START Entries shown

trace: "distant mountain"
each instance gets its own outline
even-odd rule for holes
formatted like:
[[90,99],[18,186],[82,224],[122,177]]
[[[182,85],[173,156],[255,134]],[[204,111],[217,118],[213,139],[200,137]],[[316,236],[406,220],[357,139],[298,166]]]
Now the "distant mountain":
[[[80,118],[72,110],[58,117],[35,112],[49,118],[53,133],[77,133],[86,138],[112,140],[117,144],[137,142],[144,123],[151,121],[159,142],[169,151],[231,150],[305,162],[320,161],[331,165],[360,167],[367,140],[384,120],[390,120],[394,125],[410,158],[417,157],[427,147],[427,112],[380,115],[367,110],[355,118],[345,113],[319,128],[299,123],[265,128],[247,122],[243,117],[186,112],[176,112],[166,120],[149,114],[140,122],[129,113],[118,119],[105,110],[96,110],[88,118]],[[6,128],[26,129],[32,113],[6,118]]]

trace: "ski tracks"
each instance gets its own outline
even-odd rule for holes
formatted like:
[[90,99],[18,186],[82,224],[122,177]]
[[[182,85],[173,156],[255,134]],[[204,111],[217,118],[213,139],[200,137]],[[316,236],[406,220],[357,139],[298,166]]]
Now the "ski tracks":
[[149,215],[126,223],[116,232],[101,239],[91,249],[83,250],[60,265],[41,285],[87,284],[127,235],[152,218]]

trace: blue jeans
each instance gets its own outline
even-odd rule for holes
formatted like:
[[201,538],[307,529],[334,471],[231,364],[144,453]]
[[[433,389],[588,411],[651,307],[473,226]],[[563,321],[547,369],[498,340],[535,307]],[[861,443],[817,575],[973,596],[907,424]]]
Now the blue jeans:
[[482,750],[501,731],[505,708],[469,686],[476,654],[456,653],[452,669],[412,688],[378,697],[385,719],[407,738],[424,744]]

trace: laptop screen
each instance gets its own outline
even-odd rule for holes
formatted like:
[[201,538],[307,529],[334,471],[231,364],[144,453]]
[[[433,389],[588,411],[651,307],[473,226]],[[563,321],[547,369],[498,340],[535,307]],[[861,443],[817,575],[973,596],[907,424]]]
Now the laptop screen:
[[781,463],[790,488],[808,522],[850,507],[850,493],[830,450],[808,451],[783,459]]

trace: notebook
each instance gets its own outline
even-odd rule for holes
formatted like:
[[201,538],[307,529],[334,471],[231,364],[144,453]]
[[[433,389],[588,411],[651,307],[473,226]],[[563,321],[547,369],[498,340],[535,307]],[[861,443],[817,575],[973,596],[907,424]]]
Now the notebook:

END Entries shown
START Entries shown

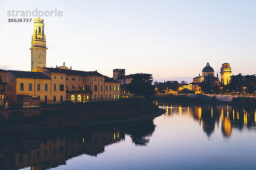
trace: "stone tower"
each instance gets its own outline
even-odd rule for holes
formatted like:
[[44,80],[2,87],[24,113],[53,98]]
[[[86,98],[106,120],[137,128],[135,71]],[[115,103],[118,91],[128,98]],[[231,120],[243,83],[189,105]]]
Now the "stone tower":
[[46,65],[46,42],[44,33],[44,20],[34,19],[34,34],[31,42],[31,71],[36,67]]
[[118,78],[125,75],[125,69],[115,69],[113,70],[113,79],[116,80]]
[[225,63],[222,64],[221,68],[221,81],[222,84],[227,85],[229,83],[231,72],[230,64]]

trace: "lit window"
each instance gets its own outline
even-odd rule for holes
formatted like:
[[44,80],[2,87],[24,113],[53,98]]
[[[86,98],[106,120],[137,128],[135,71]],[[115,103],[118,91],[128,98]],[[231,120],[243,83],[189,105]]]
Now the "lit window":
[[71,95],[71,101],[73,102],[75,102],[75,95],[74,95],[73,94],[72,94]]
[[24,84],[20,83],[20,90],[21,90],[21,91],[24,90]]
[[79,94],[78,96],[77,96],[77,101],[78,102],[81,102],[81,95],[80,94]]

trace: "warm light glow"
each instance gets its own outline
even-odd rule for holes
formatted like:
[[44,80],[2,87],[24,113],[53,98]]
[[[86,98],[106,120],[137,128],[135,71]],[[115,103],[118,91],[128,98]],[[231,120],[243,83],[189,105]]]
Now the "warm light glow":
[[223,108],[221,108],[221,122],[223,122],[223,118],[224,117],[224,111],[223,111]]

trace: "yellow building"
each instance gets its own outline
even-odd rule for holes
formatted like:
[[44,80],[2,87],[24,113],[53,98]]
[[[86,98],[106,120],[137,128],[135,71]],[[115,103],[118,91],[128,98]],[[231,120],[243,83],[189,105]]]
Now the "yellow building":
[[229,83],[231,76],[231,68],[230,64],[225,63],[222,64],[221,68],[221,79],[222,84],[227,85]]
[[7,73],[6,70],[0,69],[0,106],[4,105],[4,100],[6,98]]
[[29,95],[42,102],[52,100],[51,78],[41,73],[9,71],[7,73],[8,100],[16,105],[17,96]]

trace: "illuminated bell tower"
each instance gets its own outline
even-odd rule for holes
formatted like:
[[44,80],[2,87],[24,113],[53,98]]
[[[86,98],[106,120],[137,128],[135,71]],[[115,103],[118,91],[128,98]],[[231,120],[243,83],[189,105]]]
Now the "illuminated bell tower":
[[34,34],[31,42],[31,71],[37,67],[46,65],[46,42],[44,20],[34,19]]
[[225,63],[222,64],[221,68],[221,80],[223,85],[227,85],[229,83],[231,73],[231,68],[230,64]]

END Entries shown

**Problem description:** Please find every line in the records above that contains the string "distant", and copy each of those lines.

**Response:**
trace: "distant mountain"
Now the "distant mountain":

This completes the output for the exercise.